== YOUR GOAL ==
Repeat the listing word for word. No pictures belong in the copy.

## START EXERCISE INPUT

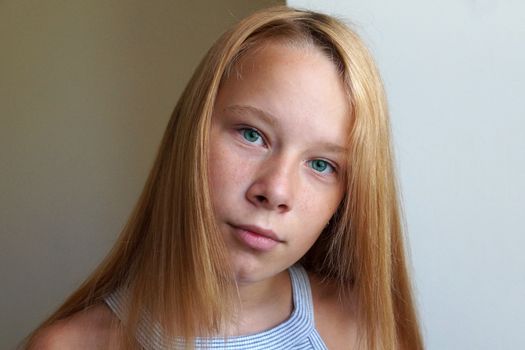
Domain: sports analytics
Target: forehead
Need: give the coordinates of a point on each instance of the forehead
(288, 80)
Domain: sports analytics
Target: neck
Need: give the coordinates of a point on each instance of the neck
(262, 304)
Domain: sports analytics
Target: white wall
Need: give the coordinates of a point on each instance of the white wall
(86, 90)
(455, 75)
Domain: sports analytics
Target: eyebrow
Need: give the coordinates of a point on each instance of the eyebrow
(270, 119)
(240, 109)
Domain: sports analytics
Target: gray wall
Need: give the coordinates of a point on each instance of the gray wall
(86, 89)
(455, 75)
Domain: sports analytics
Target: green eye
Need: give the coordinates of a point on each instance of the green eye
(321, 166)
(251, 135)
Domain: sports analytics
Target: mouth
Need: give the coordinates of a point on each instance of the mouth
(256, 238)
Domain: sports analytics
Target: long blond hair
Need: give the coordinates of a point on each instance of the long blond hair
(171, 256)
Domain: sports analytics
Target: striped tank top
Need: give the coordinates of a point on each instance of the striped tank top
(298, 332)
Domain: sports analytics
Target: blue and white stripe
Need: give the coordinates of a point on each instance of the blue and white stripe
(297, 332)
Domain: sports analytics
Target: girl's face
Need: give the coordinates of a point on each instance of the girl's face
(277, 156)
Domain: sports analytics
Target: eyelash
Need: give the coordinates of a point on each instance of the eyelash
(243, 130)
(328, 164)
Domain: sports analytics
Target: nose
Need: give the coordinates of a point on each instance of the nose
(274, 186)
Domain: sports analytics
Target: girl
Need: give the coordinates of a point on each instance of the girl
(270, 219)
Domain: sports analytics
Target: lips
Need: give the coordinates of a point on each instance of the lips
(256, 237)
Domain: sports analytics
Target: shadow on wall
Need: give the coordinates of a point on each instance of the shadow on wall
(86, 91)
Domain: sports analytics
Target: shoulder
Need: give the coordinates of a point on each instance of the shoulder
(335, 321)
(93, 328)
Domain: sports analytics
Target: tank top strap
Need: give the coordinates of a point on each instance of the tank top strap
(302, 292)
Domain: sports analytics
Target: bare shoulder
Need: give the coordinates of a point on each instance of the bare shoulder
(336, 322)
(93, 328)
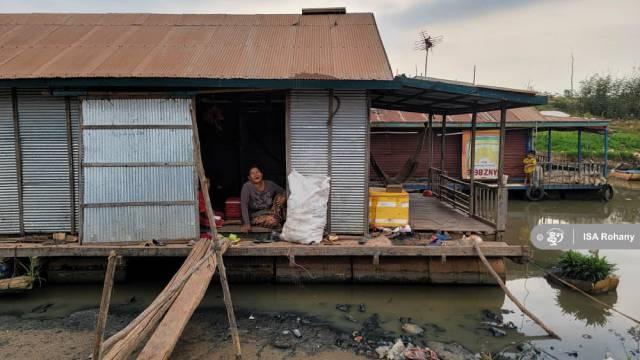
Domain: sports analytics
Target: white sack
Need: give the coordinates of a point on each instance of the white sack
(306, 208)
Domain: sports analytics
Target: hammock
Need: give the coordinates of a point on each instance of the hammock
(407, 170)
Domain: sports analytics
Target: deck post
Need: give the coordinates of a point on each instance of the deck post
(430, 126)
(605, 166)
(549, 149)
(18, 152)
(501, 214)
(472, 165)
(217, 244)
(443, 133)
(579, 145)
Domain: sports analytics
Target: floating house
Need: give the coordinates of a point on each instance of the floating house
(98, 111)
(395, 136)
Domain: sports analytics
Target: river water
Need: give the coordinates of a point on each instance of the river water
(584, 326)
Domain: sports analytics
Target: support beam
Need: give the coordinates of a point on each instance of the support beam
(104, 305)
(72, 187)
(204, 186)
(443, 136)
(579, 145)
(472, 165)
(501, 216)
(549, 149)
(606, 152)
(18, 151)
(430, 125)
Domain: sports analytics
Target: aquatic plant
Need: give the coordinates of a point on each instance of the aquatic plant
(593, 268)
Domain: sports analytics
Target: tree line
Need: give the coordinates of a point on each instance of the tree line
(602, 96)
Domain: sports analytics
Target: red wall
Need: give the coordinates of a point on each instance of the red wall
(391, 151)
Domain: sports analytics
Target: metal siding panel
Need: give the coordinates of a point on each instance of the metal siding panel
(308, 135)
(143, 184)
(137, 112)
(349, 163)
(75, 144)
(137, 145)
(138, 223)
(45, 163)
(9, 217)
(120, 184)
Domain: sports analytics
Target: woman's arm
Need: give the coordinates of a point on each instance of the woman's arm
(244, 204)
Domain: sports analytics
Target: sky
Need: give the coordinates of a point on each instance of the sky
(512, 43)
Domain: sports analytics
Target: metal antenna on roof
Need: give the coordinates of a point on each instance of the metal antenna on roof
(426, 43)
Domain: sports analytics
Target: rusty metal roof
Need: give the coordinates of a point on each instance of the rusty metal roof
(526, 116)
(209, 46)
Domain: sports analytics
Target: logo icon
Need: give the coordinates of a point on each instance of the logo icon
(554, 236)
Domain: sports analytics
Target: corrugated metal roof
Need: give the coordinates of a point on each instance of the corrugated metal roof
(524, 115)
(213, 46)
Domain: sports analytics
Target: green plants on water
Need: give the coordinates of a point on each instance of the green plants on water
(593, 268)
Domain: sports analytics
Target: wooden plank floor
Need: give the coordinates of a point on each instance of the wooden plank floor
(429, 214)
(380, 246)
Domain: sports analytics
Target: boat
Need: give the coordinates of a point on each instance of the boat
(629, 175)
(16, 284)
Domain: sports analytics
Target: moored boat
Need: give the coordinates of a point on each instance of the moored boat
(629, 175)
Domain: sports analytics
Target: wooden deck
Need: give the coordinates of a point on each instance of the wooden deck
(429, 214)
(380, 246)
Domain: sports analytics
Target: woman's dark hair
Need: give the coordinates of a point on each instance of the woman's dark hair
(254, 166)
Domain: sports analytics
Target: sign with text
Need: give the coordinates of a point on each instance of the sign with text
(586, 236)
(487, 150)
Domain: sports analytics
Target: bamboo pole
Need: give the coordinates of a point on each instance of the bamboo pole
(204, 185)
(510, 295)
(104, 305)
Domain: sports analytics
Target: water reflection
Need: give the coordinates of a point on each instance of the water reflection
(573, 303)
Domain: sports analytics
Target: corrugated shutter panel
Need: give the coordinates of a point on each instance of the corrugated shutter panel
(131, 192)
(349, 167)
(45, 162)
(9, 218)
(308, 135)
(75, 144)
(515, 149)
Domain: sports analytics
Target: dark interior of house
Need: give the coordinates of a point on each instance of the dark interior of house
(238, 130)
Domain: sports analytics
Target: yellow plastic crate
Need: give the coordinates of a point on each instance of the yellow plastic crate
(388, 209)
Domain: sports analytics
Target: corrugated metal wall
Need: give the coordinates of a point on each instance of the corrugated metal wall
(339, 151)
(139, 175)
(308, 135)
(9, 211)
(349, 163)
(45, 162)
(392, 149)
(74, 107)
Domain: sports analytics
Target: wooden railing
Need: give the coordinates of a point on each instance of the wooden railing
(486, 202)
(486, 205)
(572, 172)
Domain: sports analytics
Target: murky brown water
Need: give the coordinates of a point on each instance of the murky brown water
(584, 326)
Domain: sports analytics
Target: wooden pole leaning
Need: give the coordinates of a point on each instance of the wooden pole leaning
(520, 306)
(204, 187)
(101, 323)
(472, 164)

## END EXERCISE INPUT

== COMPLETE OUTPUT ==
Domain: sports analytics
Target: forehead
Need: give the coordinates of a point on each instance of the forehead
(288, 80)
Domain: sports analytics
Target: neck
Need: give the coordinates of a point on each instance of the neck
(262, 304)
Domain: sports analytics
Target: white wall
Need: give the coordinates of a point on each instance of the white wall
(86, 90)
(455, 75)
Domain: sports analytics
Target: eyebrow
Need: give the coordinates of a point on each instance of the eyebrow
(270, 119)
(240, 109)
Domain: sports analytics
Target: gray wall
Need: give the coordinates of a point on each instance of the gray wall
(86, 89)
(455, 75)
Domain: sports analytics
Target: green eye
Need: give the coordinates of a point on each instance of the green eye
(321, 166)
(251, 135)
Domain: sports analytics
Target: mouth
Need: give the coordinates of a point on each instance of the mouth
(256, 238)
Domain: sports analytics
Target: long blond hair
Need: give the coordinates of a point on each instance of the long blond hair
(171, 256)
Domain: sports analytics
Target: striped tank top
Need: give the coordinates of a point on each instance of the striped tank top
(298, 332)
Domain: sports analytics
Target: blue and white stripe
Need: give the coordinates of a point on each instance of the blue and white stripe
(297, 332)
Domain: sports analytics
Target: girl's face
Need: give the coordinates of a point on each instance of the girl's face
(277, 156)
Domain: sports analytics
Target: eyelash
Need: give the coordinates of a point on each instance of the eyelash
(243, 130)
(328, 164)
Domain: sports analytics
Target: nose
Need: give the coordinates of a point on each instance of the nose
(274, 186)
Domain: sports analytics
Target: girl
Need: give the coordinates of a point on each instance of the girl
(270, 219)
Domain: sports analytics
Target: lips
Need: give the coordinates of a point on each instance of the lips
(256, 237)
Domain: sports analytics
Target: shadow on wall
Need: give the coordinates of a point on each instance of the shadow on wall
(86, 91)
Domain: sports analytics
Target: shoulder
Need: give the coordinates of a point on each instance of the shoulder
(335, 321)
(93, 328)
Domain: sports analytics
Target: tank top strap
Need: give the coordinates of a point on each instance of the tank top strap
(302, 292)
Domain: sports analytics
Target: bare shoulder
Need: give the coordinates of a point on each instance of the bare shoulder
(336, 322)
(93, 328)
Domain: sports analytics
Target: white sack
Need: give the coordinates of a point on each instance of the white sack
(306, 208)
Domain: sports analytics
Target: hammock
Need: give the coordinates of a point on each instance of the hammock
(407, 170)
Domain: sports analytics
Target: deck post
Need: give the coordinates of a point on each instance of the deck post
(430, 126)
(605, 166)
(549, 149)
(18, 152)
(501, 214)
(472, 165)
(217, 244)
(443, 133)
(579, 145)
Domain: sports analytics
Target: floating house
Need: give the coordinates of a point on each instance of the floating house
(98, 111)
(395, 136)
Domain: sports analytics
Target: river water
Need: give the coordinates of a point on each instance of the river water
(584, 326)
Domain: sports analytics
Target: support beam
Need: give the coordinates of a point on each instance of the support beam
(104, 305)
(72, 187)
(204, 186)
(443, 136)
(579, 145)
(472, 165)
(501, 216)
(549, 149)
(606, 152)
(18, 151)
(430, 125)
Domain: sports analytics
Target: aquatic plant
Need: give the coordinates of a point on each instance of the aquatic plant
(593, 268)
Domain: sports analytics
Target: tree line
Need: give the coordinates of a point on each instance of the tree line
(602, 96)
Domain: sports analytics
Target: red wall
Need: give the coordinates of a point on each instance of the red wall
(391, 151)
Domain: sports analytics
Target: metal siding panel
Need: give the coordinates of a point on each instance of the metal siding panel
(308, 135)
(143, 184)
(137, 112)
(349, 163)
(75, 144)
(137, 145)
(138, 223)
(45, 163)
(9, 217)
(120, 184)
Domain: sports analytics
Target: woman's arm
Need: give the coordinates of a point on each instance of the woman's arm
(244, 204)
Domain: sports analytics
Target: sky
Need: give the coordinates of a point on each instance of the sky
(512, 43)
Domain: sports analytics
Target: metal antenna on roof
Need: give the coordinates of a point on each instance of the metal antenna on roof
(426, 43)
Domain: sports analytics
Target: rusty metal roof
Need: give the coordinates of a point on each instance of the rusty metal roof
(526, 116)
(209, 46)
Domain: sports analytics
Target: logo icon
Need: give the coordinates of a point on each instance of the logo icon
(554, 236)
Domain: sports analytics
Target: corrugated metal roof
Need: give the coordinates of a point on each instance of the corrugated metal roof
(524, 115)
(213, 46)
Domain: sports analytics
Target: green plants on water
Need: give the coordinates of a point on each instance of the green plants on water
(593, 268)
Domain: sports analytics
Target: wooden plank floor
Need: give the coordinates of a point on each instance of the wooden plank floor
(429, 214)
(380, 246)
Domain: sports analytics
Target: boat
Need: give the coordinates of a point on each instance of the boat
(629, 175)
(16, 284)
Domain: sports analytics
Target: moored boat
Need: give the coordinates of a point on each instance of the moored boat
(629, 175)
Domain: sports analytics
Target: wooden deck
Need: give the coordinates of a point on each instance of the wooden deck
(429, 214)
(380, 246)
Domain: sports analytics
Target: woman's dark hair
Need: give the coordinates of a point on each instance of the woman's dark hair
(254, 166)
Domain: sports analytics
Target: sign with text
Need: give the coordinates of a point on each instance of the sign with text
(586, 236)
(487, 150)
Domain: sports analytics
Target: bamboo pole
Need: give the coordinates of a point on each instance of the bamboo pole
(204, 185)
(510, 295)
(104, 305)
Domain: sports analytics
Target: water reflection
Need: give the coordinates of a point on each instance of the water reflection
(573, 303)
Domain: sports analytics
Target: corrugated shutter panel
Need: give the coordinates of a point on each instance of the corrugated shutter panel
(131, 192)
(349, 167)
(45, 162)
(9, 218)
(308, 135)
(75, 144)
(515, 149)
Domain: sports analytics
Target: dark interior of house
Need: give the coordinates of a point on each instance of the dark interior of house
(238, 130)
Domain: sports analytics
Target: yellow plastic crate
Need: give the coordinates of a point on each instance of the yellow plastic crate
(388, 209)
Domain: sports analytics
Target: corrugated metal wall
Need: give the coordinates of a point on each instance of the corrugated metal wall
(339, 151)
(139, 175)
(308, 135)
(9, 211)
(349, 163)
(45, 162)
(392, 149)
(74, 107)
Domain: sports analytics
Target: wooden railing
Need: give the coordinates of a point on each instance of the wooden railing
(486, 202)
(486, 205)
(572, 172)
Domain: sports analytics
Target: murky brown water
Need: give the coordinates of a point on each instance of the murky brown water
(584, 326)
Domain: sports analytics
Target: wooden pole leaning
Need: give the coordinates of a point on each instance of the wooden pole leaning
(520, 306)
(204, 187)
(101, 323)
(472, 164)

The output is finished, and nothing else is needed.